Start of Source data

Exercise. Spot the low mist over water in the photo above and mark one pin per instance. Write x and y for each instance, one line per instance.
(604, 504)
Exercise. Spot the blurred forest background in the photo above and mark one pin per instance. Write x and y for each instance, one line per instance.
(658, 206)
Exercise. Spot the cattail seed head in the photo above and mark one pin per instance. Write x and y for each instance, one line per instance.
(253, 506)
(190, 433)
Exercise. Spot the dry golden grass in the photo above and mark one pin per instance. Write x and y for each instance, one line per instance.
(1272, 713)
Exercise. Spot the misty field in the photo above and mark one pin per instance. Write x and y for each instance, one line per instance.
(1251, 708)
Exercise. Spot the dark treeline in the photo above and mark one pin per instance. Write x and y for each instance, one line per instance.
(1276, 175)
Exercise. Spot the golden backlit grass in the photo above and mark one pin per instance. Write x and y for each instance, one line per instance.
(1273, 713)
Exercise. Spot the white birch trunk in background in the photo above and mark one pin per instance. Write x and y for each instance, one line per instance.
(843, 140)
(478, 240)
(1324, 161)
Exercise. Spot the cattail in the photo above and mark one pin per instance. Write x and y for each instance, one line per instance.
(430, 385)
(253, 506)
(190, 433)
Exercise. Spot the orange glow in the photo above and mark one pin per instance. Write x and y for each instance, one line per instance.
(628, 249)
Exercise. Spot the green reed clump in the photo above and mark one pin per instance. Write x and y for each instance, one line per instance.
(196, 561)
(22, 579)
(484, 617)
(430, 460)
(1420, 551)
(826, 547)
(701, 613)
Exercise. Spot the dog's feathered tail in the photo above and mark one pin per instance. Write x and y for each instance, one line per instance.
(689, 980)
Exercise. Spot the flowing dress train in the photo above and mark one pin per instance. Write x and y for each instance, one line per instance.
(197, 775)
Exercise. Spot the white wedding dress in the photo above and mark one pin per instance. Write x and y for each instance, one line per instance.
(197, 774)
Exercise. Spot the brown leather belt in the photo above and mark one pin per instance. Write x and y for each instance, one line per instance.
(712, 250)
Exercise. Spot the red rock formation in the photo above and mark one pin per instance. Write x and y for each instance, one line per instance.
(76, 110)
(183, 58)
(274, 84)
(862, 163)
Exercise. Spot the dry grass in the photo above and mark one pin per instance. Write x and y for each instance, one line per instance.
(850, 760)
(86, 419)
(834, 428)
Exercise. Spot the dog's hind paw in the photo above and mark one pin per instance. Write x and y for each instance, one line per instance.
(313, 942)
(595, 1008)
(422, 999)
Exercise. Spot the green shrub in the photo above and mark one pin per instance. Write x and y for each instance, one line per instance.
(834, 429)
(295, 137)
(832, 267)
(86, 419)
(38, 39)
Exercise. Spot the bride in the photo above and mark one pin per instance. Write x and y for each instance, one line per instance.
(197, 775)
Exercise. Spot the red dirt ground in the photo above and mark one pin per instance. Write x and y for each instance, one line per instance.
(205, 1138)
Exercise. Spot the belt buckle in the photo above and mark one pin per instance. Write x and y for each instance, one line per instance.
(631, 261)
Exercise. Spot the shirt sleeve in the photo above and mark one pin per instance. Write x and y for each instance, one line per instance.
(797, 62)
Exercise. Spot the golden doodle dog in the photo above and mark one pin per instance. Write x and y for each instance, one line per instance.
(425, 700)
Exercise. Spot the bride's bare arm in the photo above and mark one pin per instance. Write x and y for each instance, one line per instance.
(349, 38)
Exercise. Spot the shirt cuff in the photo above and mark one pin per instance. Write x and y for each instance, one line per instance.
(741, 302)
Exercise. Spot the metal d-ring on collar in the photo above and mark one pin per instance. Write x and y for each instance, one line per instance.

End of Source data

Exercise description ▸
From the records above, please extract every line and repeat it exactly.

Completed task ▸
Exercise. Spot the low mist over water in the photo above and mark one pin per instance. Write x and y for each instance, one line per instance.
(604, 504)
Exercise. Spot the blurred forest background in the photo above and mark one pin per instance. Write x and y for each instance, one line per instance.
(658, 206)
Exercise. Spot the cattail seed head in the photo above and mark one pin per instance. Write x and y for each instance, one line per instance.
(253, 506)
(190, 433)
Exercise. Spot the dry golden grass in the photo above and mark one pin per instance. Write x and y for each instance, one line per instance.
(1272, 713)
Exercise. Spot the misty field in the photo above and mark one pin per instance. Write x and y for each instance, one line per instance.
(1251, 708)
Exercise. Spot the dark treeline in the photo above and mark one pin per instance. Write x and y for each instance, one line per instance.
(1276, 175)
Exercise. Spot the golden backlit grass in the photo above and mark one pin per instance. Write x and y for each instance, one line per instance.
(1273, 713)
Exercise. Spot the white birch trunk in background in the photo above and mark one pin per instance. Write x and y for each instance, one line per instance.
(843, 140)
(478, 240)
(1324, 161)
Exercise. Spot the cattail in the photo above and mark one pin per instance. Write x and y for each instance, one line per instance.
(430, 385)
(253, 506)
(190, 433)
Exercise. Spot the orange glow in the photo above and mark one pin per instance. Write x and y for each instance, one line per instance.
(628, 249)
Exercise. Spot the green reed clump in the photo above and mark one pin per instance. Write x and y for each instance, one line per instance.
(196, 561)
(22, 579)
(484, 617)
(430, 460)
(1420, 551)
(826, 547)
(701, 613)
Exercise. Spot the dog's feathered tail in the photo above and mark one pin per instance. Write x and y for each instance, one line per instance.
(689, 980)
Exercise. Spot the flowing dress train in the photo above and mark one pin per instance. Write x and y for each instance, one line per instance.
(197, 775)
Exercise. Spot the white wedding dress in the photo above and mark one pin per instance. Write x and y for each instance, one line per instance.
(197, 774)
Exercise. Spot the brown leather belt in the photo above and mark one pin per instance. Write x and y for each instance, one line per instance.
(712, 250)
Exercise. Spot the red rock formation in the photo above and mark one pin per instance. Write x and y for each instance, one line per instance.
(76, 110)
(183, 58)
(274, 84)
(862, 163)
Exercise. Spot the dry grass in the photo above and mark one pin per instance. Write x and y for each instance, one line per instance.
(850, 760)
(86, 419)
(834, 428)
Exercise. Spot the dog's hind paw in the photo above and mark one pin per instance. Write x and y for each instance, one line per instance.
(313, 942)
(595, 1008)
(422, 999)
Exercise. Spot the green shrub in the photo above and mark one pin per instance. Write x and y for each instance, one line per instance.
(834, 429)
(295, 137)
(832, 267)
(86, 419)
(38, 39)
Exercise. Spot the bride in the photo above and mark one pin per instance. Write x and y for each instance, one line per instance.
(197, 775)
Exercise. Spot the red dirt ground in the photo above and mark one pin per instance. Write x and y for each instance, one line per instance.
(205, 1138)
Exercise. Spot the belt buckle in the photo above and mark one pin per instance. Write x and y for each instance, one line per instance.
(631, 261)
Exercise. Spot the shirt sleeve in the photo above and mark one pin per instance. Write x and y for each instance, one line per instance.
(797, 62)
Exercise. Spot the golden doodle dog in the photo above and mark one pin per instance. Write x and y for each instance, one line per instance.
(425, 700)
Exercise. Spot the bride's bare arm in the photo above and mark one pin per instance. Write x and y for each instance, one line per instance.
(349, 38)
Exercise. Spot the shirt cuff in the photo above and mark one pin per instance. Write x and y for each instance, one line per instance.
(741, 302)
Exercise. Spot the metal d-ring on collar in the photo above and mark one pin per instance. Write x and y for each instance, one line per instance.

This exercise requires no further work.